Turn the records into a numbered list, starting at the line with "the white cloud." and running through the last line of the records. Drop any blank lines and leave out the pictures.

────────────────────

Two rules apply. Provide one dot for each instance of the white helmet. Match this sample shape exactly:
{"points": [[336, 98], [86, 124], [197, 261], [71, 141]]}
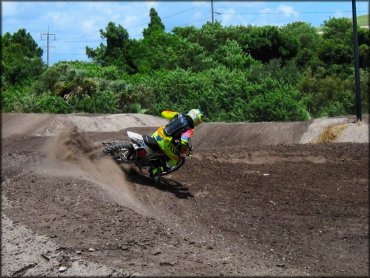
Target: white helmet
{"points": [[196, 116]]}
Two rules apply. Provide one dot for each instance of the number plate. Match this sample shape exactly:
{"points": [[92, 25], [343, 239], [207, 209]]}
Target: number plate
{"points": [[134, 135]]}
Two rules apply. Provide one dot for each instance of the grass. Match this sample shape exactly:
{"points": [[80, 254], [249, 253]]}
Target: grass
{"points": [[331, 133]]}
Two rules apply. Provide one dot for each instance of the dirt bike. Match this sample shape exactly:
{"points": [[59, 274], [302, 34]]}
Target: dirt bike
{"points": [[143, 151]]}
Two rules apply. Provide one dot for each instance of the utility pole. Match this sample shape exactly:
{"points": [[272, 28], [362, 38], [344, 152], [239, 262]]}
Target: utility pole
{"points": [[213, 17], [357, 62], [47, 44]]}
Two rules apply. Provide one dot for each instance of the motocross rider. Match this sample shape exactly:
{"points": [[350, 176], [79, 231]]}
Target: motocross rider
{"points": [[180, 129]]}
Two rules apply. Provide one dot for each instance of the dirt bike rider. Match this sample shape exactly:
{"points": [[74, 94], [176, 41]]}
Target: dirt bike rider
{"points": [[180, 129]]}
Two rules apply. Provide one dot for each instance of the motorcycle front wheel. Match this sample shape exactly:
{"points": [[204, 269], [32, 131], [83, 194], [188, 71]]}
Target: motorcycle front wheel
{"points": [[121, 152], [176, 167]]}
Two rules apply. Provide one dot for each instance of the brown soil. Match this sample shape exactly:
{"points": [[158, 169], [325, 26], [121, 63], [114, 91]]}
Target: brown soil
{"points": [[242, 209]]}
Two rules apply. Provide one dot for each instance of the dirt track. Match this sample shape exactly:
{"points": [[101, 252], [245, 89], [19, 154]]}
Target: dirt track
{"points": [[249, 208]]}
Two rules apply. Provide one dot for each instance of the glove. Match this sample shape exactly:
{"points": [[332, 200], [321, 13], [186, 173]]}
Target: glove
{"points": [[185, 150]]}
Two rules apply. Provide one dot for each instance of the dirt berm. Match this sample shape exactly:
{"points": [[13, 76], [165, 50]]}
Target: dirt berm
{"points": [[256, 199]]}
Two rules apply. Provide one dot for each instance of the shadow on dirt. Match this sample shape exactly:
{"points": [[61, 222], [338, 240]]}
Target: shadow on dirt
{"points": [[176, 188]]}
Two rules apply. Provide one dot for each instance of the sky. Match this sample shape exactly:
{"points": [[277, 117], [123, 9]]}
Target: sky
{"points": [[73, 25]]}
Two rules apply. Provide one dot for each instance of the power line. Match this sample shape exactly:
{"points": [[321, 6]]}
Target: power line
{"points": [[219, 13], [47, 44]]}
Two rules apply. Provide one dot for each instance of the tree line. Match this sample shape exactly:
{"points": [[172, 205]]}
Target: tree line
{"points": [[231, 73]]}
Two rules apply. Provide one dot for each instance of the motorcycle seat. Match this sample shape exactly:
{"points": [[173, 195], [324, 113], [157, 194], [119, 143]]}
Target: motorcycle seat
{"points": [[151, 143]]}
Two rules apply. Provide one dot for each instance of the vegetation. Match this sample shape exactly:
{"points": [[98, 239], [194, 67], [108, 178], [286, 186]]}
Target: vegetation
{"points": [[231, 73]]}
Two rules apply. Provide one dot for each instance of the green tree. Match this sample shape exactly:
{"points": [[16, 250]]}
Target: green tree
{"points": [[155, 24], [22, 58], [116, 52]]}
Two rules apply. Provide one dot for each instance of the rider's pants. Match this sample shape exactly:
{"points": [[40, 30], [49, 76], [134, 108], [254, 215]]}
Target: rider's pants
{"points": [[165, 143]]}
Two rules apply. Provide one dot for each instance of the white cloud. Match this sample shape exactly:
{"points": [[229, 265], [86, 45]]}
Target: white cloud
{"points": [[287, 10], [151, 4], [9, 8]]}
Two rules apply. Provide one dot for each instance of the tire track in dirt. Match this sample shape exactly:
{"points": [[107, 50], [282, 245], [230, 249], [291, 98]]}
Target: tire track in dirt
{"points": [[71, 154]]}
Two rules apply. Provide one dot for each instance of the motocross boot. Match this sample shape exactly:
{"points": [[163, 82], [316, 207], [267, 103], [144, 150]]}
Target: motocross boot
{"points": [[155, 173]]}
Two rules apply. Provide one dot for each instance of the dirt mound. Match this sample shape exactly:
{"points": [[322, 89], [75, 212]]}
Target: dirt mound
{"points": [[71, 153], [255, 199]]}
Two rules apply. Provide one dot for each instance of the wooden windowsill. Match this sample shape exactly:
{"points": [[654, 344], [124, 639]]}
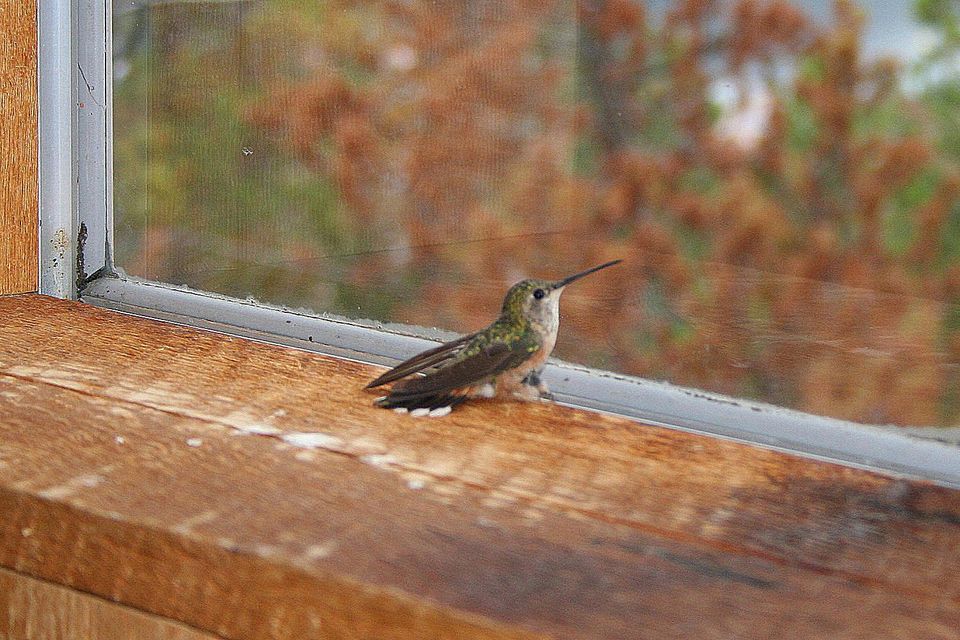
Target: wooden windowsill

────────────────────

> **Finished task**:
1. Two rules apply. Provide one dot for each instance of the white cloud. Match this sample shape exactly:
2. {"points": [[229, 265], [86, 45]]}
3. Target: white cloud
4. {"points": [[287, 10], [151, 4], [9, 8]]}
5. Two rules apply. Provide one dot for each instance of the tire track in dirt. Match this sample shape exactly:
6. {"points": [[107, 50], [282, 245], [230, 249], [291, 98]]}
7. Target: tire track in dirt
8. {"points": [[71, 154]]}
9. Two rules apply. Provide one dot for each instance of the motocross boot. Match this sample shape exactly:
10. {"points": [[163, 82], [316, 207], [267, 103], [144, 150]]}
11. Target: motocross boot
12. {"points": [[155, 173]]}
13. Two rules apply. Provide one dot for each instance of the dirt mound. Match this sample shape exactly:
14. {"points": [[322, 89], [75, 212]]}
15. Target: dirt mound
16. {"points": [[71, 153], [255, 199]]}
17. Two rules apply. Provide one dot for each instance of the wooden windowsill. Match this sample shape exactly:
18. {"points": [[654, 344], [124, 639]]}
19. Target: wooden windowsill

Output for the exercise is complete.